Turn every line of the material below into a numbered list, skipping blank lines and leaving the pictures out.
· · · · · · ·
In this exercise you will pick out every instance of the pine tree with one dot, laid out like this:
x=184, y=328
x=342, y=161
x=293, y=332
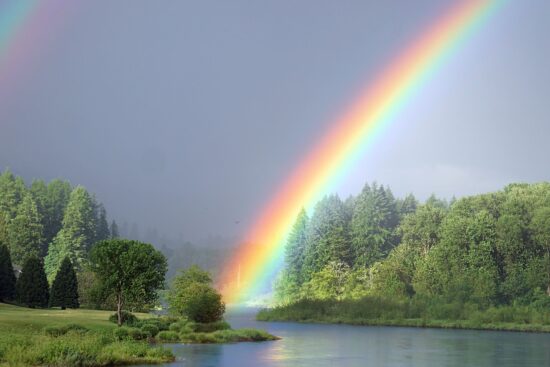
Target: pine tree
x=58, y=194
x=103, y=232
x=373, y=225
x=25, y=231
x=327, y=236
x=114, y=230
x=32, y=286
x=77, y=235
x=7, y=276
x=12, y=190
x=64, y=292
x=295, y=247
x=39, y=194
· · · · · · ·
ANSWER TO THE TASK
1. In this exercise you will pick out every instance of the pine tree with one dot, laid out like this:
2. x=184, y=328
3. x=342, y=161
4. x=293, y=332
5. Target: pine tree
6. x=58, y=194
7. x=103, y=232
8. x=373, y=225
9. x=25, y=231
10. x=327, y=236
11. x=114, y=230
12. x=32, y=286
13. x=77, y=235
14. x=7, y=276
15. x=12, y=190
16. x=64, y=292
17. x=295, y=247
18. x=39, y=194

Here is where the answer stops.